**Excerto dado**
------------------------------------------------------------------------

O que acontece se estas mudanças à lei da nacionalidade forem aprovadas?
Caso sejam aprovadas, estas medidas vão tornar o acesso à nacionalidade portuguesa bem mais restrito e vão ainda dificultar os processos, especialmente, para muitos imigrantes que residem em Portugal há vários anos, mas ainda não reuniram os requisitos sob as regras atuais. Há também o risco de haver aplicação retroativa de normas mais exigentes a processos já submetidos, especialmente os iniciados depois de 19 de junho de 2025.
Sobre este ponto, as advogadas da Lamares, Capela & Associados alertam que a lei da nacionalidade surge com uma nuance para os processos de naturalização por tempo de residência:
- Pedidos submetidos antes de 19/06/2025: aplica-se a lei atual, mas apenas se todos os requisitos já estiverem reunidos na data da submissão dos processos;
- Pedidos submetidos a partir de 19/06/2025: aplica-se a nova lei, mesmo que ainda não esteja formalmente em vigor.

------------------------------------------------------------------------

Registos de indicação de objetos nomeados
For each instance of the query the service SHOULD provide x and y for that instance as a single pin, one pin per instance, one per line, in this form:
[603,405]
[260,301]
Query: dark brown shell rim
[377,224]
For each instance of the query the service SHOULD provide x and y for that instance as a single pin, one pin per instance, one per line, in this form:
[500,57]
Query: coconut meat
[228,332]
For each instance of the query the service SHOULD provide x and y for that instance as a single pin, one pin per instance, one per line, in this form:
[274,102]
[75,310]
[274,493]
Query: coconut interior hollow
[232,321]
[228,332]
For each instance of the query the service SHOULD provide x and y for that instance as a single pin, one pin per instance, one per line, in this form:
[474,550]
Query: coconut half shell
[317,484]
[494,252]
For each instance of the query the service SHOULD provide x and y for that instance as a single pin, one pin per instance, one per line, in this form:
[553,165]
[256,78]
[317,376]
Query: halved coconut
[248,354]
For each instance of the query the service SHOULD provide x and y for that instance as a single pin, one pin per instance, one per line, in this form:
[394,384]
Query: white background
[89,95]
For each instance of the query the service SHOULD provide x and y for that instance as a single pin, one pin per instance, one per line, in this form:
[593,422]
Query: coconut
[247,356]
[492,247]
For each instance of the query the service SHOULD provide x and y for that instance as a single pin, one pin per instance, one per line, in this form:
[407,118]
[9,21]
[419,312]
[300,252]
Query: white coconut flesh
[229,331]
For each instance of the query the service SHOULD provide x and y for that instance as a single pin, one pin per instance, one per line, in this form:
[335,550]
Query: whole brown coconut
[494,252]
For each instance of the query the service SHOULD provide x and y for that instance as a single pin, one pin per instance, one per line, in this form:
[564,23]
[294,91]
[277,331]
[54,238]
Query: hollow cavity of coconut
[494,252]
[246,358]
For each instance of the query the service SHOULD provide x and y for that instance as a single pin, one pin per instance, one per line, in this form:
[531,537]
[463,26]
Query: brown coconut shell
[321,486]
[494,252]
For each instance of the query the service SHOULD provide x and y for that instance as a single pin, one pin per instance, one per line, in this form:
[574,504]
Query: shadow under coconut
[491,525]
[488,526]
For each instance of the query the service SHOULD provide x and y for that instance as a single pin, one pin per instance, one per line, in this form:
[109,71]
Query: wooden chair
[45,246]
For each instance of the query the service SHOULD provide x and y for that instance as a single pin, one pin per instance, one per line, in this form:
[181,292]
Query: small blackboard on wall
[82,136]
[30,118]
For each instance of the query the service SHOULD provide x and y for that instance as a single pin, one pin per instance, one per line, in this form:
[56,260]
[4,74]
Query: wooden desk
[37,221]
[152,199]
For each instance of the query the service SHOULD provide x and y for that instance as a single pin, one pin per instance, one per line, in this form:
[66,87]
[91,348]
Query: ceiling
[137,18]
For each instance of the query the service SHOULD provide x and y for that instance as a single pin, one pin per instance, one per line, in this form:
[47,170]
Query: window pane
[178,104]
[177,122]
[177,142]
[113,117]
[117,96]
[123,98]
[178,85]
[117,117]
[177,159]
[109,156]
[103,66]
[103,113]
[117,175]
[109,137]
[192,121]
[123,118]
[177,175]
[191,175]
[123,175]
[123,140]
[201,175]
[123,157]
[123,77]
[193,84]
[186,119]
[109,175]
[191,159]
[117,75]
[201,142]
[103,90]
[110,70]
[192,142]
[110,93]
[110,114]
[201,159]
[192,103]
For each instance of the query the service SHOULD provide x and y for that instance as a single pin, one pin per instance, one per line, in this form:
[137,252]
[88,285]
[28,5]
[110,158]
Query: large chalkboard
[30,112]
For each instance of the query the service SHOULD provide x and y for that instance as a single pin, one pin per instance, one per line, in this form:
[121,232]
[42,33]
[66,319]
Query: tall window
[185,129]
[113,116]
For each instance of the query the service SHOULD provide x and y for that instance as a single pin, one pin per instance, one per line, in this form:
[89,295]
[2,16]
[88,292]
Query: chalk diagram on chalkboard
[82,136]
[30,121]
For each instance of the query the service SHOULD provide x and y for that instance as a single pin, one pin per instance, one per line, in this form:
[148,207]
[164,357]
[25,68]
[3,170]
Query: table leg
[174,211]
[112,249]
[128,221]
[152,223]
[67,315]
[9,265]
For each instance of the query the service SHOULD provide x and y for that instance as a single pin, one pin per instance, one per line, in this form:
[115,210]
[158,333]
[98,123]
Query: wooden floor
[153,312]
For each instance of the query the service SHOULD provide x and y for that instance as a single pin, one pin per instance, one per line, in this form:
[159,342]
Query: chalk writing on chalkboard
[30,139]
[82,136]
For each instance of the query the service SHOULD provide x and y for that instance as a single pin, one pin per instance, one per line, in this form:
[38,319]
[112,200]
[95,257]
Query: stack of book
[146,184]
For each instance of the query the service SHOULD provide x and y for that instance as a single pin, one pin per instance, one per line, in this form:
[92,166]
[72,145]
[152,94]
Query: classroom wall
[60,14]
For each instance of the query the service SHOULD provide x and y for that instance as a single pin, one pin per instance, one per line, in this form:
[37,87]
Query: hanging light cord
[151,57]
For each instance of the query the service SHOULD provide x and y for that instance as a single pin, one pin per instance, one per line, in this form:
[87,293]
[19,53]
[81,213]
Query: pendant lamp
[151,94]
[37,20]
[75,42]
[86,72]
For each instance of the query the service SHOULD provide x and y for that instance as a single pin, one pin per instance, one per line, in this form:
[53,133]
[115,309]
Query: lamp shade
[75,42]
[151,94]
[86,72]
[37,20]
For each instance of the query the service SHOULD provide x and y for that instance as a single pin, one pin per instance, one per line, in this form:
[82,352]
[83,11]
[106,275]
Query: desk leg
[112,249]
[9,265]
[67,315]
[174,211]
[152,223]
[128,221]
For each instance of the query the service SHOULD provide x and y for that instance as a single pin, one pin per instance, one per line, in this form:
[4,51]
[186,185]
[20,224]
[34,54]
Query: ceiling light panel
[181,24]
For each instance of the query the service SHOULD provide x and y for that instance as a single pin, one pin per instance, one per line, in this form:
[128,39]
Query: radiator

------------------------------------------------------------------------

**Exercício escrito 1**
Segundo o excerto sobre a lei da nacionalidade, que lei se aplica aos pedidos de naturalização por tempo de residência submetidos a partir de 19/06/2025?
**Exercício escrito 2**
Prossiga o excerto sobre a lei da nacionalidade a partir da última frase apresentada.
A listagem provém de outra fonte.

**Resposta escrita 1**
Aplica-se a nova lei, mesmo que ainda não esteja formalmente em vigor.

**Resposta escrita 2**
“O Governo justifica esta retroatividade como forma de evitar um aumento massivo de pedidos de nacionalidade antes da entrada em vigor da nova lei, mas é muito duvidosa a constitucionalidade desta pretensão, pois existem, de facto, legítimas expectativas por parte de quem cumpria os requisitos vigentes ou alterou de forma relevante a sua vida com base nas leis vigentes e no sentido que foi sendo caminhado pelo legislador nos últimos anos”, avisam Sofia Batalim e Beatriz Lopes Tavares.

Quais são as alterações legislativas propostas para a imigração?
As propostas de alteração à lei dos estrangeiros atualmente em discussão pelo Governo de Montenegro preveem mudanças significativas que podem vir a impactar diretamente quem pretende viver em Portugal, começando, desde logo, pelas novas regras de reagrupamento familiar.
Reagrupamento familiar: as restrições propostas
O reagrupamento familiar tem sido uma das formas mais utilizadas para permitir que familiares próximos de residentes legais em Portugal se juntem a eles no país. “Esta modalidade, não se deve confundir com o visto de acompanhante de requerente de visto de residência, na qual os familiares submetem o pedido de visto ao mesmo tempo que o requerente principal”, alertam as advogadas, sublinhando que para este último ponto, não foi sugerida qualquer alteração.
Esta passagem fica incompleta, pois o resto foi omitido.